# SELECTED EXCERPT
● ● ●

On Wed, 17 Jun 2009, Schaeffer, Derek BGI SF wrote:

>
> Hi Marco,
>
> The discrete time Vasicek model at partition size dt (e.g. 1/252) is
> given by:
>
> X(t) - X(t-dt) = [a*b] *  dt - [b * X(t-dt)] * dt + s_e * e,   e ~
> N(0,1)
>
> Run the following regression:
>
> X(t) = A + B X(t-1) + v,  v ~ N(0,s_v^2)
>
> The continuous-time parameters can be recovered from the regression
> estimates using:
>
> b   = -A/B
> a   = -ln(1 + B)/dt
> s_e = s_v * sqrt(2 * ln(1 + B) / dt) / sqrt( (1+B)^2 - 1)
>
> Best,
> Derek M. Schaeffer, Ph.D.

● ● ●

# YOUR GOAL
Extend the quoted email on fitting the discrete-time Vasicek model by regression, starting after its last line. You won't need the material that comes next.

● ● ●

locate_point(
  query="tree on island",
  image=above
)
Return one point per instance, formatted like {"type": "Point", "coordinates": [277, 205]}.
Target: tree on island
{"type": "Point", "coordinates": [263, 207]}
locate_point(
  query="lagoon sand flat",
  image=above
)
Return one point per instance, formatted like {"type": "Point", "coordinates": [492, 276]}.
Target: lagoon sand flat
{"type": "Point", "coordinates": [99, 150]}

● ● ●

# RESULT
> Principal
> Senior Research Officer
>
> TEL   415 894 6427
> CELL  415 516 9558
> FAX   415 618 1824
> derek.schaeffer at barclaysglobal.com
>
> Barclays Global Investors 400 Howard Street San Francisco, CA 94105
>
>
>
> -----Original Message-----
> From: r-sig-finance-bounces at stat.math.ethz.ch
> [mailto:r-sig-finance-bounces at stat.math.ethz.ch] On Behalf Of Zanella
> Marco
> Sent: Wednesday, June 17, 2009 9:41 AM
> To: r-sig-finance at stat.math.ethz.ch
> Subject: [R-SIG-Finance] Vasicek model estimation via linear regression
>
> Hi,
> I have to check mean reversion with a Vasicek model for a time series.
> As you certainly know Vasicek process is discribed by following formula:
>
> dXt = a(b-Xt)dt + sdWt   (1)
>
> http://en.wikipedia.org/wiki/Vasicek_model
>
> To estimate the parameters in my data I can use this expression:
>
> Xt - Xt-1 = a(b-Xt-1)Dt + se   (2)
>
> where:
> Xt: time series at time t
> Xt-1: time series at time t-1
> a: unknown parameter
> b: unknown parameter
> Dt: in my case I can assimilate it = 1
> S: standard deviation
> e: error ~N(0,1)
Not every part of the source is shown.